■ **Problem details**
Quote each record exactly, please, leaving none out.
----
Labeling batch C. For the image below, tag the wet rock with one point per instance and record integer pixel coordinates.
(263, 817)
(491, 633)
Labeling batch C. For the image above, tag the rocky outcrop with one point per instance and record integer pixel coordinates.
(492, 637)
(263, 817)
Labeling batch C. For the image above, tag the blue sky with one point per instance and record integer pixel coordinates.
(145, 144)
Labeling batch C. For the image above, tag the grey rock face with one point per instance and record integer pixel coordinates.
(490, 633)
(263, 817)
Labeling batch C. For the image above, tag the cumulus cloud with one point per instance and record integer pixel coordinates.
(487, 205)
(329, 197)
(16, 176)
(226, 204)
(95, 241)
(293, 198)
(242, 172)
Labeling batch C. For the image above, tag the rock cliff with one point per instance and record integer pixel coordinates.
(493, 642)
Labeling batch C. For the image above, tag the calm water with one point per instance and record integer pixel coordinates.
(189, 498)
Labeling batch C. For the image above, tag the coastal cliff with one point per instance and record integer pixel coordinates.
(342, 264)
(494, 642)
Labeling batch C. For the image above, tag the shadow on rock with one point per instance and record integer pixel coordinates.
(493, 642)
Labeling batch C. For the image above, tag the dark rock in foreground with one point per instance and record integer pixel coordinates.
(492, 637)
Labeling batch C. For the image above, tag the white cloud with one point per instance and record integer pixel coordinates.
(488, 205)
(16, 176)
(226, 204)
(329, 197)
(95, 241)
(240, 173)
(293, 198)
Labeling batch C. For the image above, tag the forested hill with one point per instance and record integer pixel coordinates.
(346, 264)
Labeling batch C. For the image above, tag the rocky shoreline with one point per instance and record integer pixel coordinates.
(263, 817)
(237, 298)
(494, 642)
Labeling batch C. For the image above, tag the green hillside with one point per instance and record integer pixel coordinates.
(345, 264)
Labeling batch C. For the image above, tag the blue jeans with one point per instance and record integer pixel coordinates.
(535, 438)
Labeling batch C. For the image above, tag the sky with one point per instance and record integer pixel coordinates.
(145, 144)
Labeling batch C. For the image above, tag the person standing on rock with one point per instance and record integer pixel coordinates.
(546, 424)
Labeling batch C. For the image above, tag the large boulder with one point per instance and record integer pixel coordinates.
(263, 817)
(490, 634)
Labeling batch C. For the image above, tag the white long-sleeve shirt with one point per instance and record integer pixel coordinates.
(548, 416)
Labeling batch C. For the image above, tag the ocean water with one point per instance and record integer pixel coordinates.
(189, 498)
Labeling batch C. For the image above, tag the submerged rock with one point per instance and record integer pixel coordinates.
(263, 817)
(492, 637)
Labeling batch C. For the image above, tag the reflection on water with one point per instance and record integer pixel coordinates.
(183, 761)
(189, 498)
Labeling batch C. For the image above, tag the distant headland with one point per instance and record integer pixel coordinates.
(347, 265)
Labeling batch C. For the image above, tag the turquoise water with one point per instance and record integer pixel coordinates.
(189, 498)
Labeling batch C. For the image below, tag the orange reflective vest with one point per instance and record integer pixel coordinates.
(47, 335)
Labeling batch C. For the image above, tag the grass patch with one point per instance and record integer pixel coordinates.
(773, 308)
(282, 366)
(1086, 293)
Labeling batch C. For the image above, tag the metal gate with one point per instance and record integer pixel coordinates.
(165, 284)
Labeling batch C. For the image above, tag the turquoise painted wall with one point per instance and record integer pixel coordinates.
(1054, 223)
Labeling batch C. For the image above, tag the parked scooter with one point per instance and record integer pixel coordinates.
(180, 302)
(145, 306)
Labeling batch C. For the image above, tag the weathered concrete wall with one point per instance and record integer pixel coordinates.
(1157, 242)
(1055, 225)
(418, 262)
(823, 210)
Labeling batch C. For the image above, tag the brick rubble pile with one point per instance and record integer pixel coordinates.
----
■ **Solution to this problem**
Labeling batch C. For the image below, tag the wet rock with one point per instance and record integer pixel coordinates.
(263, 817)
(491, 633)
Labeling batch C. For the image above, tag the rocky outcrop with one point per instance and record integer pixel coordinates.
(492, 637)
(263, 817)
Labeling batch C. For the image above, tag the blue sky with one point per instance and record integer pixel coordinates.
(145, 144)
Labeling batch C. For the image above, tag the grey rock face with one point per instance and record integer pixel coordinates.
(490, 633)
(263, 817)
Labeling batch C. For the image above, tag the cumulus cloud with one point per instance and record integer pixel coordinates.
(487, 205)
(329, 197)
(16, 176)
(226, 204)
(95, 241)
(293, 198)
(242, 172)
Labeling batch C. For the image above, tag the rock cliff with one point per instance and record integer pixel coordinates.
(493, 642)
Labeling batch C. For the image above, tag the calm water with one point per instance and record integer pixel coordinates.
(189, 498)
Labeling batch C. For the image above, tag the coastal cliff with one point per instance and record integer pixel coordinates.
(342, 264)
(494, 642)
Labeling batch C. For the image above, tag the shadow on rock with one point per instance and record integer pixel coordinates.
(493, 642)
Labeling batch C. For the image above, tag the dark rock in foreground with one point per instance and record integer pixel coordinates.
(492, 637)
Labeling batch C. For the image above, tag the white cloud with one point per instance and record integer pixel coordinates.
(488, 205)
(16, 176)
(226, 204)
(329, 197)
(95, 241)
(240, 173)
(293, 198)
Labeling batch C. For the image above, tag the forested hill with one point per instance and record integer pixel coordinates.
(346, 264)
Labeling batch C. For the image above, tag the rocky shoreline with one point per instance and record integer pixel coordinates.
(263, 817)
(237, 298)
(494, 642)
Labeling batch C. For the image above, tag the green hillside with one point per instance and record integer pixel coordinates.
(345, 264)
Labeling batch C. For the image above, tag the blue jeans with one point per instance and record integer pixel coordinates.
(535, 438)
Labeling batch C. For the image above, tag the sky with one point per instance and record integer pixel coordinates.
(145, 144)
Labeling batch C. For the image above, tag the person standing on rock with one point per instance and record integer pixel coordinates.
(546, 424)
Labeling batch C. For the image above, tag the large boulder with one point per instance and record integer pixel coordinates.
(263, 817)
(490, 634)
Labeling batch C. For the image above, tag the white long-sleeve shirt with one point per instance and record integer pixel coordinates.
(548, 416)
Labeling batch C. For the image above, tag the ocean water with one point per instance and record integer pixel coordinates.
(189, 498)
Labeling batch C. For the image above, tag the submerged rock with one point per instance and record integer pixel coordinates.
(263, 817)
(492, 637)
Labeling batch C. For the image above, tag the reflection on water with one point per instance and record integer pixel coordinates.
(183, 761)
(189, 498)
Labeling batch C. For the image above, tag the distant headland with one point per instance and record integer pixel coordinates.
(347, 265)
Labeling batch C. For the image above, tag the turquoise water with one point per instance and record integer pixel coordinates.
(189, 498)
Labeling batch C. For the image below, tag the orange reflective vest with one point per instance and record integer pixel coordinates.
(47, 335)
Labeling batch C. For the image above, tag the grass patch with one point per instance and record integer pixel coordinates.
(773, 308)
(282, 366)
(1086, 293)
Labeling batch C. For the image above, tag the metal gate with one point per instance and record integer pixel coordinates.
(165, 284)
Labeling batch C. For the image above, tag the turquoise painted wall with one point per instance and record integer pixel coordinates.
(1054, 223)
Labeling batch C. For the image above, tag the parked scooter with one point per instance and record integer pixel coordinates.
(180, 302)
(145, 306)
Labeling batch C. For the image above, tag the weathered concrete wall with one point per instance and record integer pixel coordinates.
(1157, 242)
(1055, 225)
(418, 262)
(823, 210)
Labeling batch C. For the image above, tag the brick rubble pile with one point per instance and record integer pixel coordinates.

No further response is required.